### [Text to read]
From: David M. Warme
Subject: Re: GNU bison suggestion: some include directive.
Date: Wed, 9 Aug 2023 17:35:00 -0400
User-agent: Mozilla/5.0 (X11; Linux x86_64; rv:102.0) Gecko/20100101 Thunderbird/102.5.0

The best use-case for %include in Bison does not involve splitting a
single grammar up into multiple translation units.  The best use-case
is for developing a suite of common "grammatical sub-phrases", each
of which can then be referenced from multiple bison grammars.

A Bison source file has 5 sections, which I will name as follows:

        C_Declarations
        Union_Items
        Grammar_Declarations
        Grammar_Rules
        Additional_Code

This complicates any %include facility, as one would want each such
"grammar header" file to be able to contain all 5 sections (if necessary).

I accomplished this on a large project by using M4 macros to create a
pre-processor that reads a ".g" file (and perhaps additional ".gh" header
files) to produce a single ".y" file read by Bison.  The 5 section names
above are M4 macros that simply change the buffer into which M4 "diverts"
all subsequent text.  Upon detection of EOF, these macros assemble each of
the 5 diversion buffers into a single Bison source file with the 5 sections
properly delimited and in the correct order.  There is also an
Include_Grammar(foo.gh) macro that performs the inclusion (and also
implements an automatic "include guard" functionality).  Note that this
macro must also save and restore the current diversion.

### [Objective]
Reproduce the email about an include directive for Bison word for word, from "The best use-case for" up to and including "multiple bison grammars.".

### [Source material]

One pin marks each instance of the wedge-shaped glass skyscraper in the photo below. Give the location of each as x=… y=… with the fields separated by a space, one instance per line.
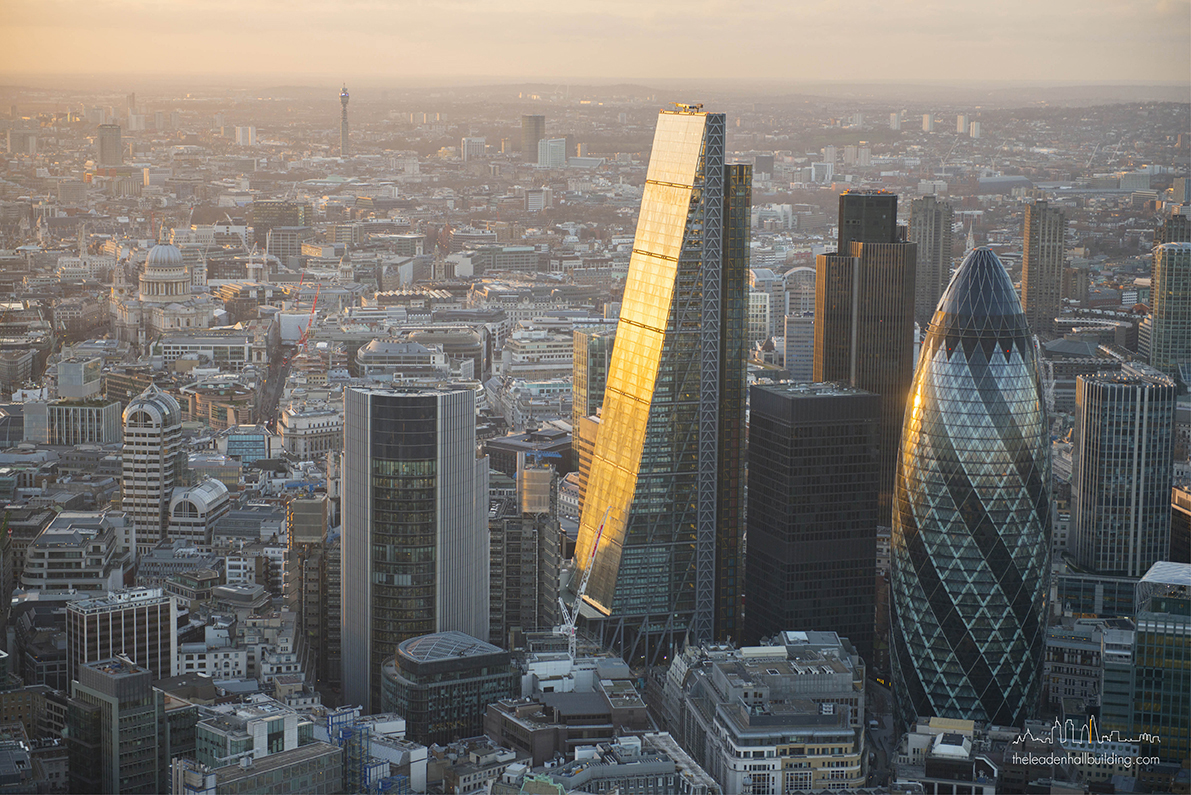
x=972 y=514
x=668 y=459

### [Output of the exercise]
The best use-case for %include in Bison does not involve splitting a
single grammar up into multiple translation units.  The best use-case
is for developing a suite of common "grammatical sub-phrases", each
of which can then be referenced from multiple bison grammars.